Lines from the one containing "of the window" through the last line of the data are to be repeated word for word, both ends included.

○ ○ ○ ○

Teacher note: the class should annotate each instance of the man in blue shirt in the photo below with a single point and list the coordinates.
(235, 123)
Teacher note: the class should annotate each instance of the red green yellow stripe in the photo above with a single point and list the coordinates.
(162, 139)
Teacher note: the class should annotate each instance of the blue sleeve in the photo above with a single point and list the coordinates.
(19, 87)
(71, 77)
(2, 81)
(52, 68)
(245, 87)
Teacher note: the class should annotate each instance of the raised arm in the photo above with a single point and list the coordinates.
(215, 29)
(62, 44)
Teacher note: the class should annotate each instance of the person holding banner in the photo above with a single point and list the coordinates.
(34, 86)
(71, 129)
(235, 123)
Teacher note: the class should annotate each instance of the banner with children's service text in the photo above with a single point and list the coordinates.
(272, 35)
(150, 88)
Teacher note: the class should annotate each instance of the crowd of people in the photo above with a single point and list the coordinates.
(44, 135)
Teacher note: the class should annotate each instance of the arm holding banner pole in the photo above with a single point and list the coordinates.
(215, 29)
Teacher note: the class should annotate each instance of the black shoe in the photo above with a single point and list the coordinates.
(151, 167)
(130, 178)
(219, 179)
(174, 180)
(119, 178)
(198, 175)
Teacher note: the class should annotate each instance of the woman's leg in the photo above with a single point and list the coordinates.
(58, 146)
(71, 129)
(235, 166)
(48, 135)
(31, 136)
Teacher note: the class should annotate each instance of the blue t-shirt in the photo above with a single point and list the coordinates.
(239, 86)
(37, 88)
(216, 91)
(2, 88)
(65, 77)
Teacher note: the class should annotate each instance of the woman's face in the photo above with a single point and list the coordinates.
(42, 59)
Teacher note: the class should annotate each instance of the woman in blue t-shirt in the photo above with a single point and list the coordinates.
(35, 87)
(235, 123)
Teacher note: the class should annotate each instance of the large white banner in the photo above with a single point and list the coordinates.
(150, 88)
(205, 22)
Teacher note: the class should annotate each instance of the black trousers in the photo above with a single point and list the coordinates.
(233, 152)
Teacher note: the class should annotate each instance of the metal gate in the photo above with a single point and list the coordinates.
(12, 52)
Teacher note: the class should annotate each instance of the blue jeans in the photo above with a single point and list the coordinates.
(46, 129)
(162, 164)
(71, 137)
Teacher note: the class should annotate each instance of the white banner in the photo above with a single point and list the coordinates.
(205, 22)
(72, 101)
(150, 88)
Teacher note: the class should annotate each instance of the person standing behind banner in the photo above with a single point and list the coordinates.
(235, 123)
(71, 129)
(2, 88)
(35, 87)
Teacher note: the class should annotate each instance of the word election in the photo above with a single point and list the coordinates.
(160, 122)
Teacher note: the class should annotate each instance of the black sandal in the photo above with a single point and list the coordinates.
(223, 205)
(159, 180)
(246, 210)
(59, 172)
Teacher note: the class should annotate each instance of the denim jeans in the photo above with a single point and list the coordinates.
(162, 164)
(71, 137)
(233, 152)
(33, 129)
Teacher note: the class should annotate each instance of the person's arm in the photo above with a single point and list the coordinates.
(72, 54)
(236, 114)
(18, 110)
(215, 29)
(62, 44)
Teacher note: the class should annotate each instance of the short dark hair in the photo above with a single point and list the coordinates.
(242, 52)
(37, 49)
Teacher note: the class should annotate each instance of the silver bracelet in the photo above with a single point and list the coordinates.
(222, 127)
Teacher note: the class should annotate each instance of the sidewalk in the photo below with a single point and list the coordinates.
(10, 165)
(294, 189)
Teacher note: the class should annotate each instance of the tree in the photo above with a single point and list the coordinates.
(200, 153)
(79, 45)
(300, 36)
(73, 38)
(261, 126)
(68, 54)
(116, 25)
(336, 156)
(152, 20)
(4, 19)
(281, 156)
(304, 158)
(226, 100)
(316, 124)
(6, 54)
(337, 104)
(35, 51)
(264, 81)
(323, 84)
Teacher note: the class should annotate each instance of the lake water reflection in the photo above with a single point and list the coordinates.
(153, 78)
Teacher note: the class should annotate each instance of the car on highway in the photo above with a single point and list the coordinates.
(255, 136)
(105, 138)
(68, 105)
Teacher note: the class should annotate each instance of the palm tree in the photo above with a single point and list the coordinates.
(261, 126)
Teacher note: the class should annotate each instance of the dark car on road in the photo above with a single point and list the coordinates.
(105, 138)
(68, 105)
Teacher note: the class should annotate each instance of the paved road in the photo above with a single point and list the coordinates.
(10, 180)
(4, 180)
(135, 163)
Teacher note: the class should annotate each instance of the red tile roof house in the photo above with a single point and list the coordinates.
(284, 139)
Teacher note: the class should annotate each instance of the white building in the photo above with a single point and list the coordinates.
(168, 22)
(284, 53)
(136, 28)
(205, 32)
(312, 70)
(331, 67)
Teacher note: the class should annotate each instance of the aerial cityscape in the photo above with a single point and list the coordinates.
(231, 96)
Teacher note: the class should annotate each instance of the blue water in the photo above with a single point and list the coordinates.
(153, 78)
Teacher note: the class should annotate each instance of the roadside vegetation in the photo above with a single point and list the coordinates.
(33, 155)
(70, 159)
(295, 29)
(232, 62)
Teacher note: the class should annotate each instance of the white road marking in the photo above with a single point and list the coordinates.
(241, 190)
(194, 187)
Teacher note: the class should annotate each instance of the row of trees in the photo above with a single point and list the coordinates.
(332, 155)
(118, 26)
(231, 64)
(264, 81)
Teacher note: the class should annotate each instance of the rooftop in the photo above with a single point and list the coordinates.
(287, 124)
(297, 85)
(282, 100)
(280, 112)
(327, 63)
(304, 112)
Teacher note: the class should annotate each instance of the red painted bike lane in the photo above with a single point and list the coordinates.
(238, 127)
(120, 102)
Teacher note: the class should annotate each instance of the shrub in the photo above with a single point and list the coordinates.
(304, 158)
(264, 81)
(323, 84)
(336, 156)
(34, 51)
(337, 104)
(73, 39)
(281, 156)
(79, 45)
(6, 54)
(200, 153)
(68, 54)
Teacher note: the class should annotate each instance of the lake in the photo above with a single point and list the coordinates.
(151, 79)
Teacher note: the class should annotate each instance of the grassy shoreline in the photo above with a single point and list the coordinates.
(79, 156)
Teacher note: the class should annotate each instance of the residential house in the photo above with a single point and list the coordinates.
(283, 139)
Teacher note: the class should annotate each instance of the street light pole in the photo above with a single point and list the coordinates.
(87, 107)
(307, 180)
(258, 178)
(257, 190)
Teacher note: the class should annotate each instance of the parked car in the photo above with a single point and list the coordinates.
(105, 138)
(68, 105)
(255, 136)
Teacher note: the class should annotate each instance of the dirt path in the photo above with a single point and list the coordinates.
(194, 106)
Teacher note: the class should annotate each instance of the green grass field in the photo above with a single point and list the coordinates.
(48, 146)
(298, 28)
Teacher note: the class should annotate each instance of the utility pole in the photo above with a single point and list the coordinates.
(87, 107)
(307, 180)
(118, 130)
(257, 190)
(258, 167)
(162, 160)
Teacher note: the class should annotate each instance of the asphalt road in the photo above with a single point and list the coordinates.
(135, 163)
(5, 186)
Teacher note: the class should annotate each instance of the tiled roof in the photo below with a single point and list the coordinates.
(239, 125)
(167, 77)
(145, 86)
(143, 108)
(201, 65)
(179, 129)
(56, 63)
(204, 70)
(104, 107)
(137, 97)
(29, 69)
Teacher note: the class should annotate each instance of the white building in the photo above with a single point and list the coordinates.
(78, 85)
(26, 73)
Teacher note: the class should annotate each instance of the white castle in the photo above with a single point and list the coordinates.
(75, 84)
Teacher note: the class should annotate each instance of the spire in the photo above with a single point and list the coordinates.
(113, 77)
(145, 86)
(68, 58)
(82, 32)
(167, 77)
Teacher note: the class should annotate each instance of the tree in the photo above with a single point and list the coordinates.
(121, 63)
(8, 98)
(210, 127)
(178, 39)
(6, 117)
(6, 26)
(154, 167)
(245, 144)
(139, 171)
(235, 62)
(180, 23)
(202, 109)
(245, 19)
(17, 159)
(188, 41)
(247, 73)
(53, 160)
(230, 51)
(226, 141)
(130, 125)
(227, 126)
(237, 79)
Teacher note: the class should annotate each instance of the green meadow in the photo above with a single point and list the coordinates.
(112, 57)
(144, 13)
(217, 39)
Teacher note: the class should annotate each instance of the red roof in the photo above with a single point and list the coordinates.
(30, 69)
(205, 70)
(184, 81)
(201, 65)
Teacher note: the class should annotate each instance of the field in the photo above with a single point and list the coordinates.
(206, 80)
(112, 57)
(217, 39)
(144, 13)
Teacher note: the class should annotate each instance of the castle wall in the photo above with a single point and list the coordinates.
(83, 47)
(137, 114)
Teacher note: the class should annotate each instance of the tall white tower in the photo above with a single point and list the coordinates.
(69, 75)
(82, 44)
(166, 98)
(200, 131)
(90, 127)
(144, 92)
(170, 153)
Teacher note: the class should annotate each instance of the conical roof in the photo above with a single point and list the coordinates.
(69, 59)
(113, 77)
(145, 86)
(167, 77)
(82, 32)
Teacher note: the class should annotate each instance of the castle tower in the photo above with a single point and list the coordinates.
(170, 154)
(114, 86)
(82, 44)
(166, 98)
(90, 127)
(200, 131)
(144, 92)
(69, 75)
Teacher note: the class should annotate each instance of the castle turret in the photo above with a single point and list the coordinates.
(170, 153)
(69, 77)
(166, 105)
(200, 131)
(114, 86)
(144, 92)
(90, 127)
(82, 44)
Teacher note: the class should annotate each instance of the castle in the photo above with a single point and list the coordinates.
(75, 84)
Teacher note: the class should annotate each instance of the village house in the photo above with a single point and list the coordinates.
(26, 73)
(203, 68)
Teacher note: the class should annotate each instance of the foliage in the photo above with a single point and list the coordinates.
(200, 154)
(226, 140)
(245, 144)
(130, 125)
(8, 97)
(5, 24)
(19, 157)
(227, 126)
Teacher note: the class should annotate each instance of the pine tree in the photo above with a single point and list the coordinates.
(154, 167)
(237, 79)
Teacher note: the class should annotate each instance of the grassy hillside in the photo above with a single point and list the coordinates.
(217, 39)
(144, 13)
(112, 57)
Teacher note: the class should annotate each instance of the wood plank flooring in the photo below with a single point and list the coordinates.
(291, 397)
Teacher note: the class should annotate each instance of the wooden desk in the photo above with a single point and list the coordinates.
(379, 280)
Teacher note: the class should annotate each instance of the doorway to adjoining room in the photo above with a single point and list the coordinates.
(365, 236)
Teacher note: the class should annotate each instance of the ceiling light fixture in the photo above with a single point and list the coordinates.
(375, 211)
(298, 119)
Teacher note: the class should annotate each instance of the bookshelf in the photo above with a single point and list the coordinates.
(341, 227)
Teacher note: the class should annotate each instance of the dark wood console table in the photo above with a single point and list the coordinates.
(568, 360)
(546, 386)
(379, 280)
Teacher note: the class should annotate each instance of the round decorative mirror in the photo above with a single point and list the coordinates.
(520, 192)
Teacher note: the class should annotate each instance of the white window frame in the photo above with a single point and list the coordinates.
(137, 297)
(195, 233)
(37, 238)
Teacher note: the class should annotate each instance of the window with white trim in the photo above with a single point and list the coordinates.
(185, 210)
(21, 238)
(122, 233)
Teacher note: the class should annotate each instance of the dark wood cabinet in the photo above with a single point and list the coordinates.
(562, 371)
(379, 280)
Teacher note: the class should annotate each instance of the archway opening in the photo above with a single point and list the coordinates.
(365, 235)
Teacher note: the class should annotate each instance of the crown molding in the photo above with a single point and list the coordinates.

○ ○ ○ ○

**EXERCISE ANSWER**
Teacher note: the class should annotate each instance of the window with white trim in the photo above with a single point and list the coordinates.
(185, 210)
(21, 238)
(122, 233)
Teacher note: the class should annotate each instance of the dark wood cabinet in the photo above with a single point and list the coordinates.
(562, 371)
(379, 280)
Teacher note: the class should annotate each instance of the archway opening in the photo above with a single point and list the coordinates.
(365, 235)
Teacher note: the class should annotate each instance of the crown molding in the photo above with a single point and list the coordinates.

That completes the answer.